Pick out each line of the data containing the string "rock", treating uppercase and lowercase as different.

━━━ RECORDS FOR THIS TASK ━━━

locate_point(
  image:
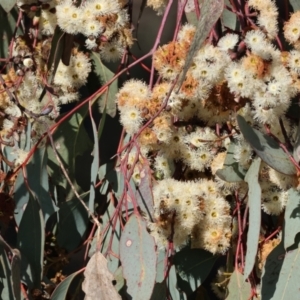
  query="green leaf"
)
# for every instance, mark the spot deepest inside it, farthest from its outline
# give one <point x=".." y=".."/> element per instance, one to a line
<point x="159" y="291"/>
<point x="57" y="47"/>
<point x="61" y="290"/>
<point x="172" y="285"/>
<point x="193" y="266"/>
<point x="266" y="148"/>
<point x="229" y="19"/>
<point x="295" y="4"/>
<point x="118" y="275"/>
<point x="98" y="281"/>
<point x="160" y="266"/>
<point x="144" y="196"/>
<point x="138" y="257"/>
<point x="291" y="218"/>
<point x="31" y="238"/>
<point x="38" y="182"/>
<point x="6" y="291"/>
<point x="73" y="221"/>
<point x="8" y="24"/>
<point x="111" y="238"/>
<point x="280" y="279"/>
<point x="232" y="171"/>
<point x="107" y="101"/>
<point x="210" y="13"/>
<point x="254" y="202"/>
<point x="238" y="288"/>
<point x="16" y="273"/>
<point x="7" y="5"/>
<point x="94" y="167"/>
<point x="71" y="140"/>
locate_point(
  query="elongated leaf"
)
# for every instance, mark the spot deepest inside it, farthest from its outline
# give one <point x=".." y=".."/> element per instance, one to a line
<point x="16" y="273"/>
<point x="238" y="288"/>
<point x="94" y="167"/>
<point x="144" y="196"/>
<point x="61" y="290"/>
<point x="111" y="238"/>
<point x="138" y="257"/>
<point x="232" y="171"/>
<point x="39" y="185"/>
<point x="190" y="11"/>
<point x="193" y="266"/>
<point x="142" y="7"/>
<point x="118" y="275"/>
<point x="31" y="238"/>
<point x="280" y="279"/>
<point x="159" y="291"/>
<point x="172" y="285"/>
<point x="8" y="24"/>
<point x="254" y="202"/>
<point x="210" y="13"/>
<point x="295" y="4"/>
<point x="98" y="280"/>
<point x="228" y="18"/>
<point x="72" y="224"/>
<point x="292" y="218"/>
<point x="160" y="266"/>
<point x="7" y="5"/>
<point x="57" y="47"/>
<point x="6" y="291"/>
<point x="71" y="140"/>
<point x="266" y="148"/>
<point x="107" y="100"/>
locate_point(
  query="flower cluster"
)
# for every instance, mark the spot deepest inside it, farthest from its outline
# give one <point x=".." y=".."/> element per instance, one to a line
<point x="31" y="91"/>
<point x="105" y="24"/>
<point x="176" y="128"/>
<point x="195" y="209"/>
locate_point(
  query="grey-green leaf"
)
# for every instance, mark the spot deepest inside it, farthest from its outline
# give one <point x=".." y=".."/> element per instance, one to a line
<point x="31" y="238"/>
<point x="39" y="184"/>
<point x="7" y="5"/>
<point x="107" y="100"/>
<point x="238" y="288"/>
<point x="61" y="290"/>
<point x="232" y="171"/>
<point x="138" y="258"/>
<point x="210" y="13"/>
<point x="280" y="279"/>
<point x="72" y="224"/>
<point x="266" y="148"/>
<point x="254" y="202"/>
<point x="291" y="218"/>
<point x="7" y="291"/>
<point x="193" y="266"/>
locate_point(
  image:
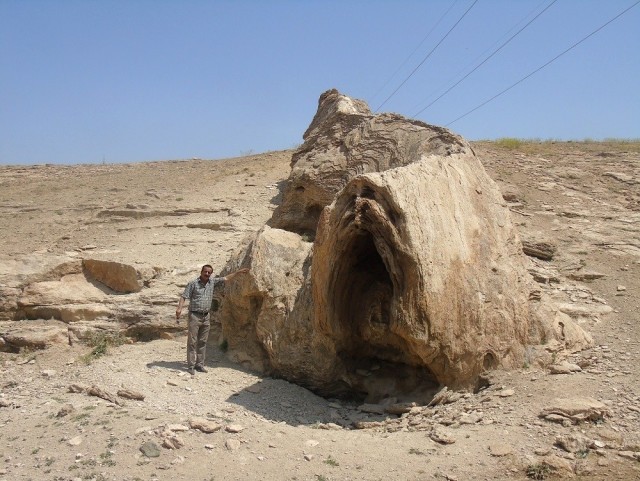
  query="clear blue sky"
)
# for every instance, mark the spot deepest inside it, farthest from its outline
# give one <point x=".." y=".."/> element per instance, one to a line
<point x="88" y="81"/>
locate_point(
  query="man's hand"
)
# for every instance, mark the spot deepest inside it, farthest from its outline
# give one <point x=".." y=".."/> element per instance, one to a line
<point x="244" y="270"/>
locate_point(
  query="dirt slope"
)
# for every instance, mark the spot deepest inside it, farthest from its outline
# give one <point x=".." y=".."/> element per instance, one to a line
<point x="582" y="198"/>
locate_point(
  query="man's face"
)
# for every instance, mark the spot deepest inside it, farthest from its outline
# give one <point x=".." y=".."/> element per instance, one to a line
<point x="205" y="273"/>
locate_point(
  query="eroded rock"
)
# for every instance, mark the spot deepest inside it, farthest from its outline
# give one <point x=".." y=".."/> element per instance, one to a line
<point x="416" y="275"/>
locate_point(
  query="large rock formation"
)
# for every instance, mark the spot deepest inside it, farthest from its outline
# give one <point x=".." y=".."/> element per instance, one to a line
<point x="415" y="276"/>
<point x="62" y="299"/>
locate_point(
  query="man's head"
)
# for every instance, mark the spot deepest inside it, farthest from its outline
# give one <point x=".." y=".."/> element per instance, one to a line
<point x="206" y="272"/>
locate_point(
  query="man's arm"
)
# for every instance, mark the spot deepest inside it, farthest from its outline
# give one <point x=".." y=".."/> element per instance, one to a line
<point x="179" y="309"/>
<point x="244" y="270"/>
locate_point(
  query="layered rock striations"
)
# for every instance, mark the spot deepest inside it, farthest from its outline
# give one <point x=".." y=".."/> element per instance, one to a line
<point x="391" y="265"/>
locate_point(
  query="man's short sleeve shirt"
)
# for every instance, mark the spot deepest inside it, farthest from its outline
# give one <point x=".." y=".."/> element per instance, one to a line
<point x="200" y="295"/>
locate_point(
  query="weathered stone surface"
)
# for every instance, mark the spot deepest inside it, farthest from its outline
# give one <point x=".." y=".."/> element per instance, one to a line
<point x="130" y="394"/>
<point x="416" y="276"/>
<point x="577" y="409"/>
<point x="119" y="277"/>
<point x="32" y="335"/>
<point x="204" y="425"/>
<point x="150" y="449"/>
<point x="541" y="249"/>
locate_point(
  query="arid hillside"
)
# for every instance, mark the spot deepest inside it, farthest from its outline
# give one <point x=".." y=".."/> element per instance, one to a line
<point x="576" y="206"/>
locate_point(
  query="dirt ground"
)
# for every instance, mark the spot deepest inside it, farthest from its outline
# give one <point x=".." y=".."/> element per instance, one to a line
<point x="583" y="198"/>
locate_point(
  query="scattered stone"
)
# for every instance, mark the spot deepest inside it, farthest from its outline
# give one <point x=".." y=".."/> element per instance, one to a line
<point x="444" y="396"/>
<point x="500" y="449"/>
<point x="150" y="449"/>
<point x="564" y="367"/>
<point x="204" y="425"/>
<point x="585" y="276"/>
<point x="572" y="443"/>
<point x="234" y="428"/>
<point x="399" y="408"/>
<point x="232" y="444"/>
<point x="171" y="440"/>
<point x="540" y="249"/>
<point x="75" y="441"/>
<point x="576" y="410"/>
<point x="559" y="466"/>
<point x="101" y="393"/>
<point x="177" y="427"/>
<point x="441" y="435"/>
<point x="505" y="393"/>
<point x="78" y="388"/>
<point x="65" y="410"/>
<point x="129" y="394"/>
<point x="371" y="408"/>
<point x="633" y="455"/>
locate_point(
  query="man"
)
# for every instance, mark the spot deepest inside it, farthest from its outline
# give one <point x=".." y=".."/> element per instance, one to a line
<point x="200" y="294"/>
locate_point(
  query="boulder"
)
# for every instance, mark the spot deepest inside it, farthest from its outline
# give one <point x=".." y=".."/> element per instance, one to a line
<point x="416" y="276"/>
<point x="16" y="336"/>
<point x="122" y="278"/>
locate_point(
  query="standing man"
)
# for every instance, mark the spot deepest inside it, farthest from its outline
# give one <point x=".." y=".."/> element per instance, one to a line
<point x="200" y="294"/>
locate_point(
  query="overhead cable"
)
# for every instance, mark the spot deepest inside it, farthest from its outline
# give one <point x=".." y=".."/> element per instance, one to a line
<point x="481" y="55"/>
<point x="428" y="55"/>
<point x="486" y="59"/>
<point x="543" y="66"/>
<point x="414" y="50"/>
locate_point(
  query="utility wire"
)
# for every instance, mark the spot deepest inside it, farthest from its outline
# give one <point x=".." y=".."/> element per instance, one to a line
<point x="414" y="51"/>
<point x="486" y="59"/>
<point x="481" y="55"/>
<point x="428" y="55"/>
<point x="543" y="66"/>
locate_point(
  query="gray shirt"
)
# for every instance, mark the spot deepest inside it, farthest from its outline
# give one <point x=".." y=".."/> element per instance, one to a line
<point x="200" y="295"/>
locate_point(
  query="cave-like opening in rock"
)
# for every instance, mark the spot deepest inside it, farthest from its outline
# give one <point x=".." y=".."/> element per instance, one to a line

━━━

▶ _EXERCISE RESPONSE_:
  query="eroded rock"
  query="large rock formation"
  query="layered rock striations"
  query="cave-like opening in rock"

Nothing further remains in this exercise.